» **Tasks for this exercise**:
1 > According to the passage on CSV formats below, why might a user prefer to build the CSV by hand instead of calling downloadPublicSeries? Answer in one to three sentences.
2 > From the passage on CSV formats below, quote the part that opens with the words containing "Another important requirement" and closes with "is explained below.".

» **Document extract**:

Another important requirement to take into account is the format of the csv file used to launch the function. It could be from three repositories, two publics (NCBI/GEO and ArrayExpress) and one controlled (GDC Portal). Each of these repositories has its own format in the csv file that contains the information to download and process the desired samples. The necessary format for each repository is explained below.
Series belonging to RNA-seq have a SRA identifier. If this identifier is clicked, a list with the samples that conform this series is showed. Then, the desired samples of the series can be checked and the CSV is automatically generated by clicking the button shown in the image below:
The previous selection generates a csv files that contains a number of columns with information about the samples. However, running the rawAlignment function only needs the three columns shown below in the csv (although the rest of the columns can be kept):
Run | download_path | LibraryLayout |
---|---|---|
SRR2753177 | sra-download.ncbi.nlm.nih.gov/traces/sra21/SRR/0026… | SINGLE |
SRR2753178 | sra-download.ncbi.nlm.nih.gov/traces/sra21/SRR/0026… | SINGLE |
SRR2753179 | sra-download.ncbi.nlm.nih.gov/traces/sra21/SRR/0026… | SINGLE |
There is another way to obtain this csv automatically by calling the function downloadPublicSeries with the NCBI/GEO GSE ID of the wanted series, but this option does not let the user to choose the wanted samples and downloads all the samples of each selected series.
The process for ArrayExpress is the very similar to that for NCBI/GEO. It changes the way to download the csv and the name of the columns in the file. To download the csv there is a file finished as .sdrf.txt inside the RNA-seq series in ArrayExpress, as can be seen in the example below:
As with the NCBI/GEO csv, the csv of ArrayExpress requires only three columns as is shown below:
Comment[ENA_RUN] | Comment[FASTQ_URI] | Comment[LIBRARY_LAYOUT] |
---|---|---|
ERR1654640 | ftp.sra.ebi.ac.uk/vol1/fastq/ERR165/000/ERR16… | PAIRED |
ERR1654640 | ftp.sra.ebi.ac.uk/vol1/fastq/ERR165/000/ERR16… | PAIRED |
There is another way to achieve this csv automatically by calling the function downloadPublicSeries with the ArrayExpress MTAB ID of the wanted series, but this option does not let the user to choose the wanted samples, and therefore and downloads all the samples of each selected series.

» **Information shown**:
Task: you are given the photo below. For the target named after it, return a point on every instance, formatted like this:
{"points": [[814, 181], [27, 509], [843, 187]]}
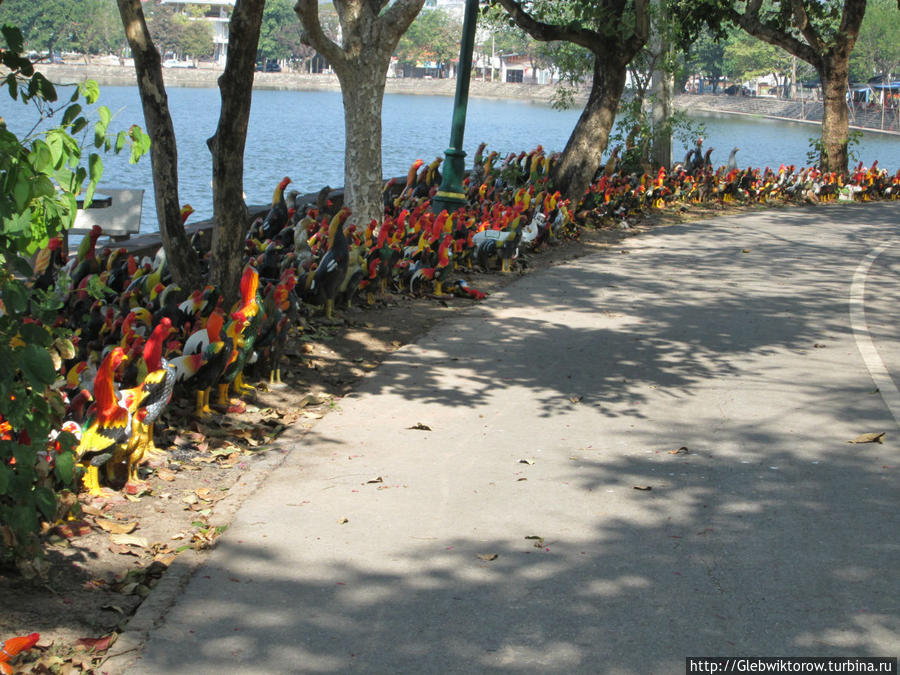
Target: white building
{"points": [[218, 14]]}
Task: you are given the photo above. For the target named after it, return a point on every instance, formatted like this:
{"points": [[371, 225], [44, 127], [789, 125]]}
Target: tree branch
{"points": [[773, 36], [638, 39], [546, 32], [397, 19], [805, 26], [308, 13]]}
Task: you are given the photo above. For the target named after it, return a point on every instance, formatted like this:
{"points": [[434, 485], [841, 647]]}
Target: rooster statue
{"points": [[333, 267], [108, 424], [147, 401]]}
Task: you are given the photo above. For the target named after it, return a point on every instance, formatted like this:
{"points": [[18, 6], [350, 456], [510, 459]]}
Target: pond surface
{"points": [[301, 134]]}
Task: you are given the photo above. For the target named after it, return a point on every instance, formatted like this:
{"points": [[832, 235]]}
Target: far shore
{"points": [[207, 77], [807, 111]]}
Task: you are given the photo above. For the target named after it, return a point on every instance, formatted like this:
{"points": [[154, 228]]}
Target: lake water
{"points": [[301, 135]]}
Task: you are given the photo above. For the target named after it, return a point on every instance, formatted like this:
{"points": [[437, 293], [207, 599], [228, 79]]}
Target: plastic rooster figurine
{"points": [[13, 647], [243, 329], [147, 401], [439, 273], [333, 267], [108, 422]]}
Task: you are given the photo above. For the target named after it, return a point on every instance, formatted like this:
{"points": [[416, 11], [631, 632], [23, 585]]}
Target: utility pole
{"points": [[451, 195]]}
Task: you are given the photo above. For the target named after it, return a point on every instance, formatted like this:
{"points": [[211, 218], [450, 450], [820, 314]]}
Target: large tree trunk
{"points": [[370, 30], [182, 258], [582, 156], [363, 95], [227, 147], [828, 52], [661, 150], [835, 117]]}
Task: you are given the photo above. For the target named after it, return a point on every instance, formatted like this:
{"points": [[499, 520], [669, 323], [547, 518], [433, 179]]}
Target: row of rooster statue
{"points": [[147, 335]]}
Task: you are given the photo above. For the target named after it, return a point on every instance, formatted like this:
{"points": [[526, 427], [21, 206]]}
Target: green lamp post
{"points": [[451, 195]]}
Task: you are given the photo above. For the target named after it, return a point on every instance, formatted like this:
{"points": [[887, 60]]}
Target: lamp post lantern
{"points": [[451, 195]]}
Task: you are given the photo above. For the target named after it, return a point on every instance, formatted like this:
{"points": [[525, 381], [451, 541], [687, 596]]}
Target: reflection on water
{"points": [[301, 135]]}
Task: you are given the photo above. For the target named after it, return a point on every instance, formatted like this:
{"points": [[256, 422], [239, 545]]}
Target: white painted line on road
{"points": [[886, 387]]}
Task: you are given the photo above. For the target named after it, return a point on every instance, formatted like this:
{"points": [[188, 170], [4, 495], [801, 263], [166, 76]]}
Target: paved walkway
{"points": [[554, 415]]}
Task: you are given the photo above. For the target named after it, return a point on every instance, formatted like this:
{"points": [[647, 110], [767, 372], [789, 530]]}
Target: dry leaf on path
{"points": [[869, 438], [122, 549], [129, 540], [116, 527]]}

» **List of answers**:
1 > Calling downloadPublicSeries does not let the user choose the wanted samples. It downloads all the samples of each selected series, so building the CSV by hand is the way to process only certain samples.

2 >
Another important requirement to take into account is the format of the csv file used to launch the function. It could be from three repositories, two publics (NCBI/GEO and ArrayExpress) and one controlled (GDC Portal). Each of these repositories has its own format in the csv file that contains the information to download and process the desired samples. The necessary format for each repository is explained below.